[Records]
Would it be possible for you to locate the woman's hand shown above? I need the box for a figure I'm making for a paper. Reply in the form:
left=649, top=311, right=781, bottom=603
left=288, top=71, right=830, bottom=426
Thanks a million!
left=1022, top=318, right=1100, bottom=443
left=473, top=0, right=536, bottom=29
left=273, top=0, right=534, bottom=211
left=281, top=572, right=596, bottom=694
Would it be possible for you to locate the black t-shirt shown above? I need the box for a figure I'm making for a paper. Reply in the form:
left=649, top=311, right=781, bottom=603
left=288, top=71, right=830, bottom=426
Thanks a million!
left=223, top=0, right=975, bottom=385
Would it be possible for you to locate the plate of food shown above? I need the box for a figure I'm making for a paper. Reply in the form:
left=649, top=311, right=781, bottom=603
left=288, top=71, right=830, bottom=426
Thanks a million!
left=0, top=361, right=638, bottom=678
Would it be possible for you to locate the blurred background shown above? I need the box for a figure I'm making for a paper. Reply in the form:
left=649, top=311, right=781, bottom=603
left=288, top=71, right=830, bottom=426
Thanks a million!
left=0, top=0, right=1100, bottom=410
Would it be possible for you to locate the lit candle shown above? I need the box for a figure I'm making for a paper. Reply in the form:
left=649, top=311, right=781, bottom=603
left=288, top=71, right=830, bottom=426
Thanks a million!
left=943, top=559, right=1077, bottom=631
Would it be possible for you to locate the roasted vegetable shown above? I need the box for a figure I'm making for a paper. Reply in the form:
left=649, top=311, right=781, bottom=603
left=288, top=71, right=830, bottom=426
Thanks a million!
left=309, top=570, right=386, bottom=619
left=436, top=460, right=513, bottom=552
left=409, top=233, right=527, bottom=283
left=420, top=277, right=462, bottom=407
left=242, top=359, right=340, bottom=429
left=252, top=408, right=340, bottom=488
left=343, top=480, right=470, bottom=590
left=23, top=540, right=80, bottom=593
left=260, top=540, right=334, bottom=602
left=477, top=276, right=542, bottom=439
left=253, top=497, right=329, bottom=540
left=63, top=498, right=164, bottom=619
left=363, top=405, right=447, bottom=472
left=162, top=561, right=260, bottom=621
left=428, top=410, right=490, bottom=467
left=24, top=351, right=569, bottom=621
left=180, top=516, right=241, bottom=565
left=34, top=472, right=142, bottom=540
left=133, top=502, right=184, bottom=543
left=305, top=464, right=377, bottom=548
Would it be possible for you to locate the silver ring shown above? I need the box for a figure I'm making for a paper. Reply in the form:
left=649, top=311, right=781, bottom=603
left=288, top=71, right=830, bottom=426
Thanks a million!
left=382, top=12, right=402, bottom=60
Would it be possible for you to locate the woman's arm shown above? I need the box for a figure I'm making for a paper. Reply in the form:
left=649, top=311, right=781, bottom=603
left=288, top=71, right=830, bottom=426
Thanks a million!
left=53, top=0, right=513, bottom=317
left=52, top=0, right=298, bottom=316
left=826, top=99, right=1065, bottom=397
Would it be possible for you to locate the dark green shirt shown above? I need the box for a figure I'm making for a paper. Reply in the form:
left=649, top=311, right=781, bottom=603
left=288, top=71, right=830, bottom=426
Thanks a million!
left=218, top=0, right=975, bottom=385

==

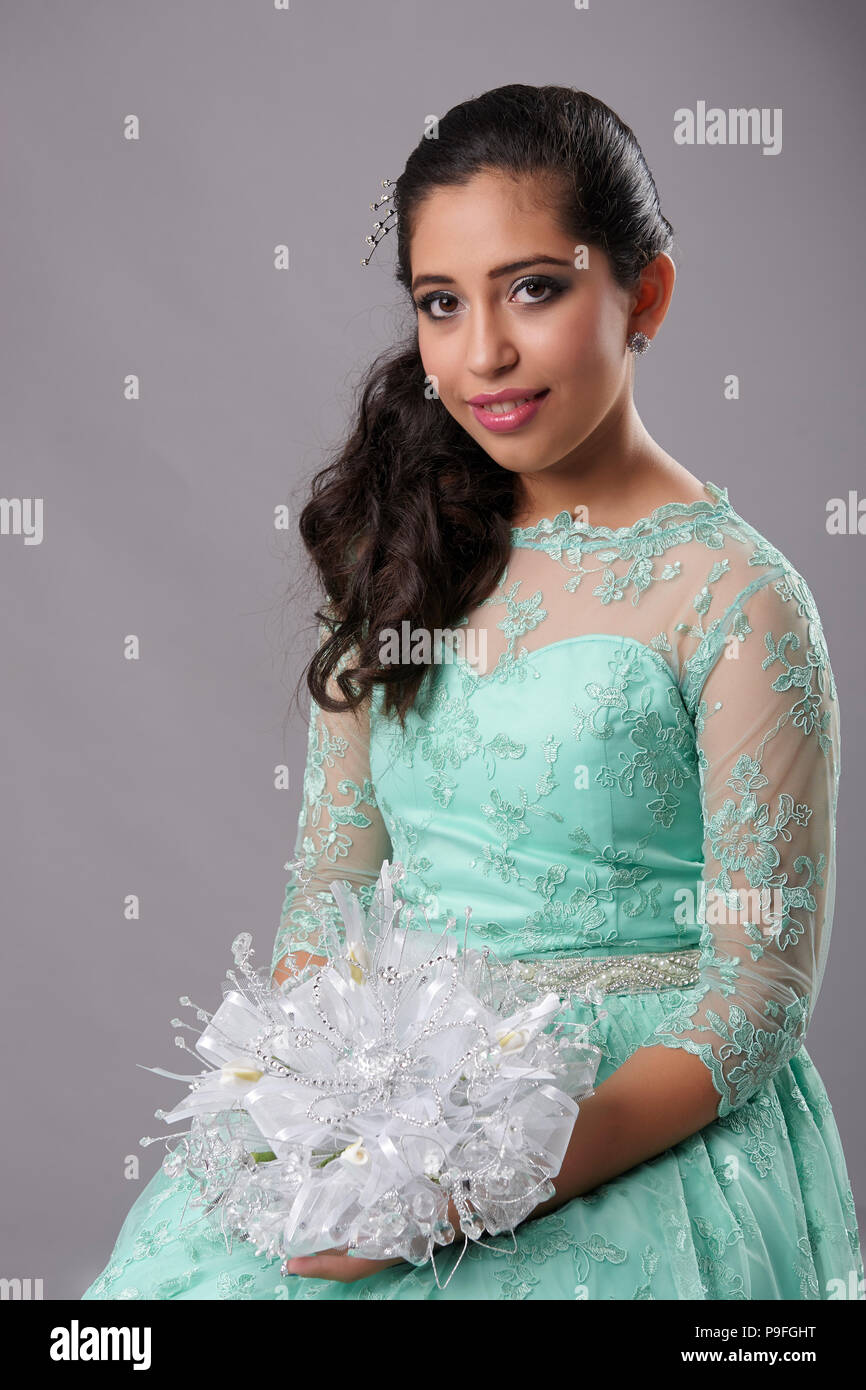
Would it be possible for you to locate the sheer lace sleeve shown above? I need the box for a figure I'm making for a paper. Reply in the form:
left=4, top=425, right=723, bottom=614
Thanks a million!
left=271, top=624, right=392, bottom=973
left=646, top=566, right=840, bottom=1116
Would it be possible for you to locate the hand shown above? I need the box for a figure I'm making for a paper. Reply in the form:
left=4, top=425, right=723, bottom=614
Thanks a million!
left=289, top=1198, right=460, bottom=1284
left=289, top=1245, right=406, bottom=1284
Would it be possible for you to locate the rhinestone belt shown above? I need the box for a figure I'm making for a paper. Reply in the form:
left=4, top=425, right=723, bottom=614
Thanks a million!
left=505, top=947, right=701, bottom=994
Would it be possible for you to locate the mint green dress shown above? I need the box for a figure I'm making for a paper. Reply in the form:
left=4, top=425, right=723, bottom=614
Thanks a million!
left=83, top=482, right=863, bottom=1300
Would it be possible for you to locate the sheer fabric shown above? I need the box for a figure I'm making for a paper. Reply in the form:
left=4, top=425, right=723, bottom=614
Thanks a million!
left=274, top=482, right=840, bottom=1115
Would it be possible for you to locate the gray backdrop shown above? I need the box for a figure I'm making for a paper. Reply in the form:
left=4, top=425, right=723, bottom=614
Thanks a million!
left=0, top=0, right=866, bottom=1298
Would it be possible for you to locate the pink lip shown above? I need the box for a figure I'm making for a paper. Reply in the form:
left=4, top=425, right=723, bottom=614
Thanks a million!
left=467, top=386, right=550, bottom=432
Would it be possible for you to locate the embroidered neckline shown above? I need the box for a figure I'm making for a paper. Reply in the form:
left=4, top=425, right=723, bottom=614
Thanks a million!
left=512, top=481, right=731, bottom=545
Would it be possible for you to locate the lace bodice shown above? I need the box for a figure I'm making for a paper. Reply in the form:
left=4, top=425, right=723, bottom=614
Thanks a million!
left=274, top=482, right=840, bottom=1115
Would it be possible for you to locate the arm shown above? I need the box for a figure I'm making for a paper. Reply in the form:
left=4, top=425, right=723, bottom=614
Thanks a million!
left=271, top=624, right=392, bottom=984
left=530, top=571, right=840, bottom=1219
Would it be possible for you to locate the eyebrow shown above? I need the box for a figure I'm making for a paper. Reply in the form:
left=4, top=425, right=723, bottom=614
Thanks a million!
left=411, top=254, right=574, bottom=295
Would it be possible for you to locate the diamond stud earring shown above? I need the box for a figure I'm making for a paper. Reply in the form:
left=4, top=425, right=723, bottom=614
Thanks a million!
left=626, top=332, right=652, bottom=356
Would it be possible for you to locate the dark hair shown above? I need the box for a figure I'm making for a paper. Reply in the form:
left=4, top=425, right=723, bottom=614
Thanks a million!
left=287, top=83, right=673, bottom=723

• **What to work on**:
Return, word for word and with nothing else, the lines of the entries beginning with the line that contains "Would it be possible for you to locate the eyebrow" and continuing through the line that contains "left=287, top=83, right=673, bottom=723", both of those lines included.

• **Answer to the problem**:
Would it be possible for you to locate the eyebrow shown above? I need the box for a figure I'm making for a paper. Reply in the form:
left=4, top=425, right=723, bottom=614
Thanks a million!
left=411, top=254, right=574, bottom=295
Would it be possible for you to locate the diamond stud earring shown above? I need the box for a figure I'm making for a paper. Reply in the form:
left=4, top=425, right=723, bottom=614
Thanks a million!
left=626, top=332, right=652, bottom=356
Would it be possible for you to locate the dark hair shown above? I need the box for a figure I'm making for a paper. Reply in the form:
left=4, top=425, right=723, bottom=614
Thanks a million!
left=287, top=83, right=673, bottom=723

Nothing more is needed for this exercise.